__Description of the task__
Count how many of the lines below contain the word "bush", and reply with that number alone.

__Provided entries__
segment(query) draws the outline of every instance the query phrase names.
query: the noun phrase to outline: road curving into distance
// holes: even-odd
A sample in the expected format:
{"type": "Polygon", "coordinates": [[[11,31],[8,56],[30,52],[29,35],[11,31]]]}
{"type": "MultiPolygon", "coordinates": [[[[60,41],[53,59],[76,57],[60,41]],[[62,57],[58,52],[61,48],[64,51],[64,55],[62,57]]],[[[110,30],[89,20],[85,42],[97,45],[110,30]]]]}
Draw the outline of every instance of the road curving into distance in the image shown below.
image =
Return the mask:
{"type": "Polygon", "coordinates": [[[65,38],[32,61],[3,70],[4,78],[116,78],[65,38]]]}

--

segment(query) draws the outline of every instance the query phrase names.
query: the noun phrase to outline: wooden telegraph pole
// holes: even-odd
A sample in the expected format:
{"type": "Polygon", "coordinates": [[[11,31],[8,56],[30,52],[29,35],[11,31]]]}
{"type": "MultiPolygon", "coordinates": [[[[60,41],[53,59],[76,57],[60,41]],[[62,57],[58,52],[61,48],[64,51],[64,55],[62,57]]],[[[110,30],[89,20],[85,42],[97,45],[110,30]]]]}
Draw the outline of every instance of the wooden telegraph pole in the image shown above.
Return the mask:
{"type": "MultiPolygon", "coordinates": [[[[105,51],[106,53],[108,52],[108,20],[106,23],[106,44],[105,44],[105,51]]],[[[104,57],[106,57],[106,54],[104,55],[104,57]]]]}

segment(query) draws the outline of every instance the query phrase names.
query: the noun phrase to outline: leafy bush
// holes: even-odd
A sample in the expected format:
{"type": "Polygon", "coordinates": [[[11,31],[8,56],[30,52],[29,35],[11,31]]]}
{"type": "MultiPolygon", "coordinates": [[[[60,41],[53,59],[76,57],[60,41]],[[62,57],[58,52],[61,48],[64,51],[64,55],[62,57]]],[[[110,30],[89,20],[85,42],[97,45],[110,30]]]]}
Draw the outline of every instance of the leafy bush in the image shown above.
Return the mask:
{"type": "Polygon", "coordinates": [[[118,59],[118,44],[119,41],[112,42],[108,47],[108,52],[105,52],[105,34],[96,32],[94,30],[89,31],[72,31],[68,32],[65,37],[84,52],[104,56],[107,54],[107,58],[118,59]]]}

__Finished task__
2